→ ENUNCIADO DA TAREFA
Traduza para o inglês a seguinte frase do texto sobre Platão: "Fundou a Academia em 385 a.C, que concentrava, entre outros saberes, estudos sobre Astronomia, Matemática, Música e, claro, a Filosofia."

Platão nasceu no seio de uma família bem posicionada na sociedade ateniense tradicional em 428 a.C. O seu destino era, primeiramente, ir para a política, a cuja actividade a sua família se dedicava por afinidade. Porém, a guerra do Peloponeso, que se iniciara entre os gregos e os espartanos, no ano de 431 a.C, e durara ainda algum tempo, alterou o curso da sua vida, fazendo-o orientar mais para os problemas ligados à política do que propriamente para ela mesma. A filosofia será, assim, uma actividade para a qual ele inclinará toda a sua ideia do que é, ou deve ser, a política, a organização social, a justiça, o bem, etc., por influência dos discursos de Sócrates que, nessa época, já faziam furor na praça principal de Atenas. O seu interesse pela política, porém, não se desvaneceu. Ao contrário: logo após a morte de Sócrates, em 399 a.C, Platão terá viajado algumas vezes com propósitos e ideais políticos. No entanto, quando voltou para Atenas passou a dedicar-se inteiramente à filosofia, mas não só. Fundou a Academia em 385 a.C, que concentrava, entre outros saberes, estudos sobre Astronomia, Matemática, Música e, claro, a Filosofia. Ainda antes já teria escrito alguns dos seus famosos diálogos, que serviriam de bases para estabelecer diferenças importantes entre a filosofia socrática e a filosofia dita platónica. Platão é como que um historiador, mas também um intérprete da filosofia socrática, pois em todas as teses socráticas faz espelhar a sua própria visão das coisas. Daí ser difícil destrinçar entre o que pertence a um e a outro.
Mas as análises mostram que, pelo menos, uma diferença tem que ser apontada: segundo Platão, os conceitos são diferentes das sensações empíricas, mas, todavia, estas são fontes de opinião (doxa gr.), contribuindo, de certa forma, para o saber. Deixam de ser meras ilusões desprezáveis, ao contrário do que a filosofia socrática nos fazia crer, pelos sucessivos ataques de Sócrates aos sofistas, acusando-os de serem dogmáticos e terem um saber destituído de sentido. Os conceitos de bem, beleza, virtude, justiça, etc., são universais e superiores a todas as coisas, contudo, existirão coisas na natureza que correspondem, ainda que em menor grau, a esses mesmos conceitos. Platão, influenciado quer pela imutabilidade dos universais de Sócrates, quer pela contingência e individualismo de Heraclito (um filósofo pré-socrático), funda, assim, duas teorias fundamentais: por um lado, a teoria das Formas (ideias) - que estabelece o conjunto das Formas (ou ideias) que são o protótipo de toda a realidade, que não passa de uma cópia da ideia que lhe corresponde; e, por outro lado, a teoria da Participação, que defende que, em cada realidade, existem qualidades que "participam" ou partilham da visão ou definição da Ideia. Assim, uma coisa é somente uma coisa boa, mas é boa, porque participa da ideia de Bem; por outro lado, nenhuma coisa boa é igual à outra, porque todas elas são diferentes. O dar voz a este individualismo das coisas mesmas é tornar distinta toda a filosofia platónica. Os escritos platónicos estão divididos entre três grandes grupos:
O 1º grupo é composto pelos chamados diálogos socráticos, pois a Sócrates Platão dedicou todos eles, fazendo-o protagonista e dando-nos conta de todas as teses do seu mestre;
No 2º grupo Platão concentra-se na dissertação das suas próprias teses. Aqui está o grosso do seu trabalho e das suas investigações, embora se sirva da personagem de Sócrates como seu interlocutor;
Finalmente, um 3º grupo, no qual Sócrates raramente aparece. Este é também um período de teses exclusivamente platónicas.

→ DADOS FORNECIDOS
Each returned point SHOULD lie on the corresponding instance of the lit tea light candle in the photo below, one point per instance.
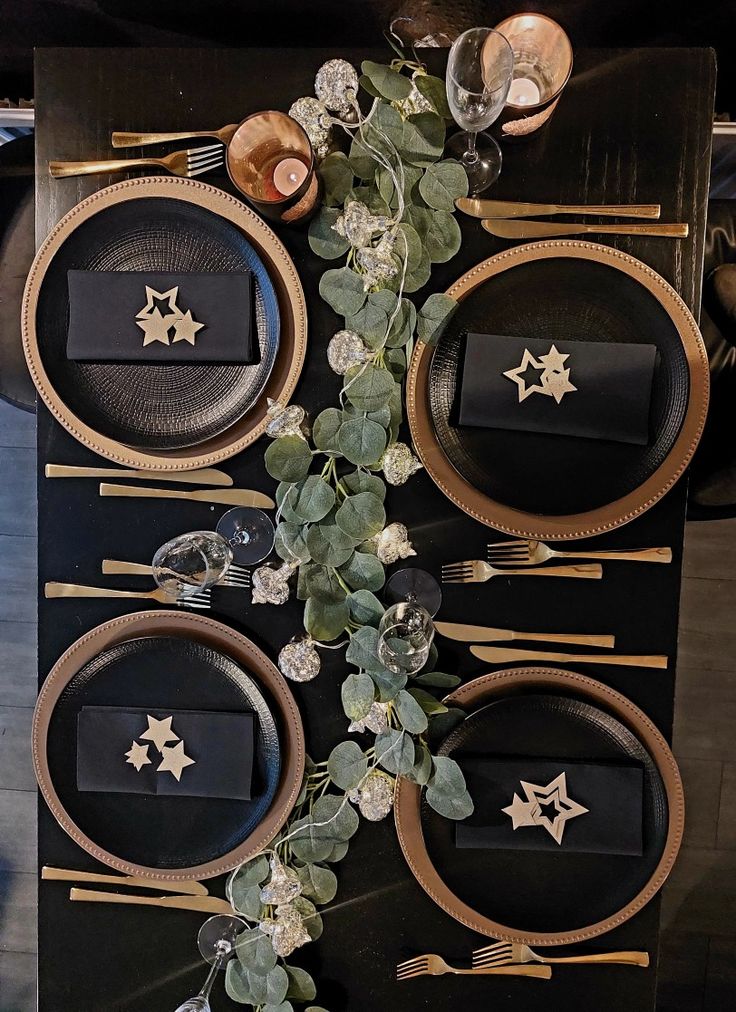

→ RESULTADO DA TAREFA
He founded the Academy in 385 B.C., which brought together, among other fields of knowledge, studies in Astronomy, Mathematics, Music and, of course, Philosophy.